Each line of the listing is to be copied exactly.
___ Listed records ___
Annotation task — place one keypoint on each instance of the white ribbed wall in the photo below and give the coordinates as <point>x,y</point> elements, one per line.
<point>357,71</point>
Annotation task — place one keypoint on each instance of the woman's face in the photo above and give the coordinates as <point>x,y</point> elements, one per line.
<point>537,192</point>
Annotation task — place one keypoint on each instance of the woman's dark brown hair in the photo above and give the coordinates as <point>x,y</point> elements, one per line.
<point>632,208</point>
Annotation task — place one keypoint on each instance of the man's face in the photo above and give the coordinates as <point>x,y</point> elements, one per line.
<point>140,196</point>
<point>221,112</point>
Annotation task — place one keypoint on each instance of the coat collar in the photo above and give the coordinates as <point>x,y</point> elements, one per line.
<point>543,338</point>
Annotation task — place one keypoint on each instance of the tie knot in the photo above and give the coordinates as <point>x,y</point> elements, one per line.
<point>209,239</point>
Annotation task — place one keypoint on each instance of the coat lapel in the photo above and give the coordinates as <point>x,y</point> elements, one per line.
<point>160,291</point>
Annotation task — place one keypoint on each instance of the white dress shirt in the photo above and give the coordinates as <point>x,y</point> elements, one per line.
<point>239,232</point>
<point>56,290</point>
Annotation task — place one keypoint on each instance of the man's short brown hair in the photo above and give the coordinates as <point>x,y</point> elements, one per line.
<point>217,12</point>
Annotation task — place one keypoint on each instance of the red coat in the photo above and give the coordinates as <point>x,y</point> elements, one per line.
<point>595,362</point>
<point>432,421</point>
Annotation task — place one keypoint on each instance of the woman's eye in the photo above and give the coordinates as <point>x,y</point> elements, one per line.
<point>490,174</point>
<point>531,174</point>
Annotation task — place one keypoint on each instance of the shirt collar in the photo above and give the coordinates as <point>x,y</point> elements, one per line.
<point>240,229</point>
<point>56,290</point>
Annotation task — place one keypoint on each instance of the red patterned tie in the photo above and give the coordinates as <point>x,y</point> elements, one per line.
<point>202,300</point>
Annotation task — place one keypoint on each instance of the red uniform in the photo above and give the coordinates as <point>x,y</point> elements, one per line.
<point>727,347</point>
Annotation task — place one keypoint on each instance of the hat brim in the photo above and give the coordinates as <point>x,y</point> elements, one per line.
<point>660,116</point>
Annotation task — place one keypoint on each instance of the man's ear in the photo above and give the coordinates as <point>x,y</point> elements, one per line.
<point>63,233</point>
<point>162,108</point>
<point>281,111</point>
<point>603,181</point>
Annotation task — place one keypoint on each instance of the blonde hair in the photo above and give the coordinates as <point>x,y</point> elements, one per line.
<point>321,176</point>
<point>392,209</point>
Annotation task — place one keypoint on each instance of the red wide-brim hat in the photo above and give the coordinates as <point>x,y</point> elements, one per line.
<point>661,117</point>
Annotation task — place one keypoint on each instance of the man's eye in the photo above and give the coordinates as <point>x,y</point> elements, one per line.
___
▸ **Task answer**
Annotation task — place one keypoint on each instance of the white ribbed wall in the photo below and give the coordinates as <point>x,y</point> elements, one per line.
<point>357,71</point>
Annotation task — place one keypoint on each instance of the woman's face in the photo above and give the coordinates as <point>x,y</point> elements, one per line.
<point>537,192</point>
Annotation task — place one keypoint on each instance of the woman's dark brown hair in the photo above and give the coordinates as <point>x,y</point> elements, one per line.
<point>632,208</point>
Annotation task — place one keypoint on each instance of the man's face in the photo above and give the coordinates as <point>x,y</point> elements, one per line.
<point>140,196</point>
<point>221,112</point>
Annotation task — place one keypoint on each instance of the coat collar in the photo above and give the coordinates as <point>x,y</point> elements, one per line.
<point>543,338</point>
Annotation task — place one keypoint on each instance of the tie knot in the photo above and give the coordinates as <point>x,y</point> elements, one per line.
<point>209,239</point>
Annotation task — place one keypoint on each instance of the coat lapel in the photo above and give the coordinates as <point>x,y</point> elements, one per line.
<point>160,291</point>
Annotation task — place one keypoint on each instance of the white dress shirt in the photo above and give the coordinates as <point>x,y</point> elements, one per line.
<point>239,232</point>
<point>56,290</point>
Annotation task — place one keypoint on each instance of the man's short brown hair in the photo above and give the coordinates as <point>x,y</point> elements, one per line.
<point>217,12</point>
Annotation task — place one keypoint on each instance of the red coat in the photo above and give the coordinates as <point>x,y</point> elements, one per line.
<point>595,362</point>
<point>432,421</point>
Annotation task — place one keypoint on each instance of the woman's eye in the photo above and give the coordinates as <point>x,y</point> elements, one per line.
<point>490,174</point>
<point>531,174</point>
Annotation task — place one keypoint on each instance of the shirt collar in the photo above and give the coordinates as <point>x,y</point> elements, one per line.
<point>240,229</point>
<point>56,290</point>
Annotation task — place one keypoint on each instance of the red patterned tie in the photo above and give the coordinates as <point>x,y</point> elements, one per line.
<point>202,300</point>
Annotation task — place one keypoint on each instance of the red uniform in the photo above and give the coordinates as <point>x,y</point> elements, one per line.
<point>727,347</point>
Annotation task — place one keypoint on each instance of the hat brim in the photo above and give the coordinates as <point>x,y</point> elements, one per line.
<point>660,116</point>
Annotation task — place one keypoint on each instance of the man's ear in the photo above and give the coordinates as <point>x,y</point> elements, one per line.
<point>63,233</point>
<point>162,108</point>
<point>281,111</point>
<point>603,181</point>
Annotation task — place one keypoint on each instance of the blonde hair in the photo above and give the coordinates as <point>x,y</point> elements, one per line.
<point>321,176</point>
<point>392,209</point>
Annotation task — place one keypoint on each instance of the red wide-brim hat in the photo above and give the coordinates as <point>x,y</point> elements, one per line.
<point>661,117</point>
Annotation task — place one keypoint on each instance of the man's eye in the photo above and give the coordinates as <point>x,y</point> elements, one per line.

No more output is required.